__Excerpt provided__:
******

I have a complex business logic that requires me to perform a 2-levels nested query. The queries are generated by Django's ORM. At the bottom of the question I'll provide the queries as-is as well as a full EXPLAIN
suitable to be viewed with PEV2, but in order to help readers understand better the question, I'll start with a more conceptual explanation.
This is how a very naive description of what we're doing looks like:
some_ids = get_id_based_on_some_conditions(*conditions*)
some_other_ids = get_some_other_ids_based_on_some_conditions_and_filtering_by_some_ids(*other_conditions*, some_ids)
results = get_results_based_on_even_more_conditions_and_filtering_by_some_other_ids(*another_set_of_conditions*, some_other_ids)
Translating the following pseudo-code to actual SQL using subqueries is quite easy. A straightforward translation becomes into the following pseudo-query:
select
foo,
bar
from
t1,
t2
where
condition1 = something and
condition2 in ( <---- first level subquery
select
id
from
t3
where
condition3 = another_something and
condition4 in ( <---- second level subquery
select
another_id
from
t4
where
condition5 = something_something and
condition6 = another_something_something
)
)
Since the query is taking a considerable amount of time (~0.6s) given the number of rows that it returns (a little bit over 9.000), I thought that it might help replacing the second level subquery with an inner join.

******

__Entries supplied__:

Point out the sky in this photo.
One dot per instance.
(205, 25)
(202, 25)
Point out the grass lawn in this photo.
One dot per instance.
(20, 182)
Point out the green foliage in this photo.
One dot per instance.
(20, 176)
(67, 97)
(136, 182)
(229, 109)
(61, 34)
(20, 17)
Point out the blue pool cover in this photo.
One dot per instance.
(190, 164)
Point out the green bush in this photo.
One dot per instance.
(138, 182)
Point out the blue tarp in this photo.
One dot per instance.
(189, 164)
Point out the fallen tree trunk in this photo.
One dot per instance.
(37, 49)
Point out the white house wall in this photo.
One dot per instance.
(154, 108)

******

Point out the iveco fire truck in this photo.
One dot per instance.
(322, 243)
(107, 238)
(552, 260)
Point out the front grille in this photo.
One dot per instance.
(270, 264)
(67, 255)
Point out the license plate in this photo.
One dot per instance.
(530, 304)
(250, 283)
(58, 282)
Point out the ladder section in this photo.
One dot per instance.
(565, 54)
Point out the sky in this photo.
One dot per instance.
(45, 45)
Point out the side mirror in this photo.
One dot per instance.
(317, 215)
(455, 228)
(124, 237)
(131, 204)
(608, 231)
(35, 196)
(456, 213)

******

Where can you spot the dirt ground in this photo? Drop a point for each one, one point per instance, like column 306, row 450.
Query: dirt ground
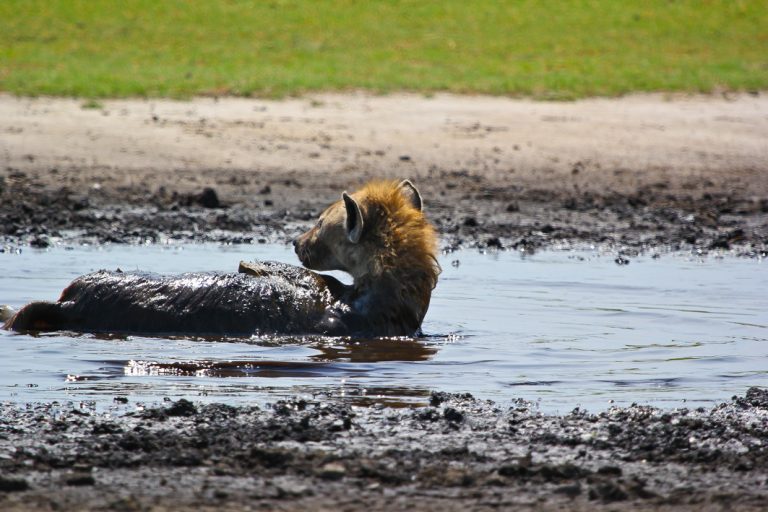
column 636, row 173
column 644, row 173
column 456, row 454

******

__Exercise details__: Resume the post above about speeding up a two-level nested SQL query generated by Django's ORM, picking up right after its last sentence.

__Written reply__:
That, in fact, made the query even slower (now at ~1.7s). So I thought that maybe the planner didn't correctly understood what would happen with a subquery with an inner join inside and made some serious miscalculations / overestimations / underestimations, so I replaced the first level subquery with more inner joins, which led to even poorer results (now at ~10s).
I have been analysing the EXPLAINS
of the queries for hours, and I can't figure out why using inner joins makes everything slower. I also don't know how to tell if my (currently) best query is actually the best I can get or if there are things that I'm not doing and that might speed it up.
So, the questions that I have are:
- why are the inner joins slower than subqueries?
- how can I tell if I'm doing everything possible in order to squeeze the maximum performance out of my database or if I'm missing something?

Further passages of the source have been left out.